-- Begin Data section --
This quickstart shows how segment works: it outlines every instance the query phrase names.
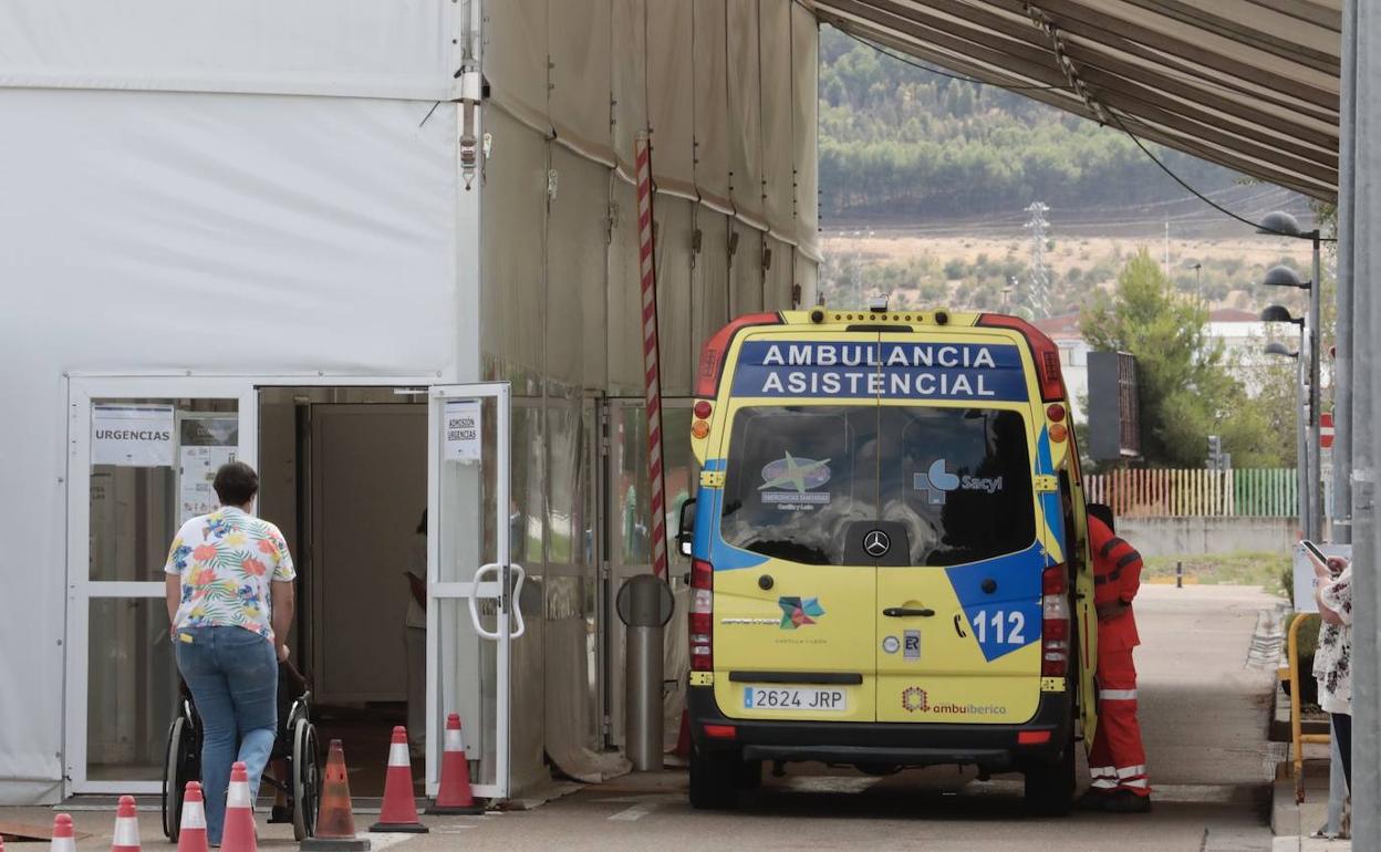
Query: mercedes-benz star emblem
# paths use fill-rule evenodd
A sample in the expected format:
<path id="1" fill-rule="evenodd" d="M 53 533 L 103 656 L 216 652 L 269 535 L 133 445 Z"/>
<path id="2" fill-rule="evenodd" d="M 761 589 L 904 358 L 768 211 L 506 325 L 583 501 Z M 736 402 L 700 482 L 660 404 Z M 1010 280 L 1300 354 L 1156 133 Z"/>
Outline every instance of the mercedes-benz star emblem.
<path id="1" fill-rule="evenodd" d="M 867 551 L 867 555 L 877 559 L 878 556 L 885 556 L 887 551 L 892 550 L 892 540 L 887 537 L 887 533 L 876 529 L 863 536 L 863 550 Z"/>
-- End Data section --
**Brief:** Count the lines in the records above that contain the string "evenodd", with case counting, and reply with only the number.

**Correct result:** 4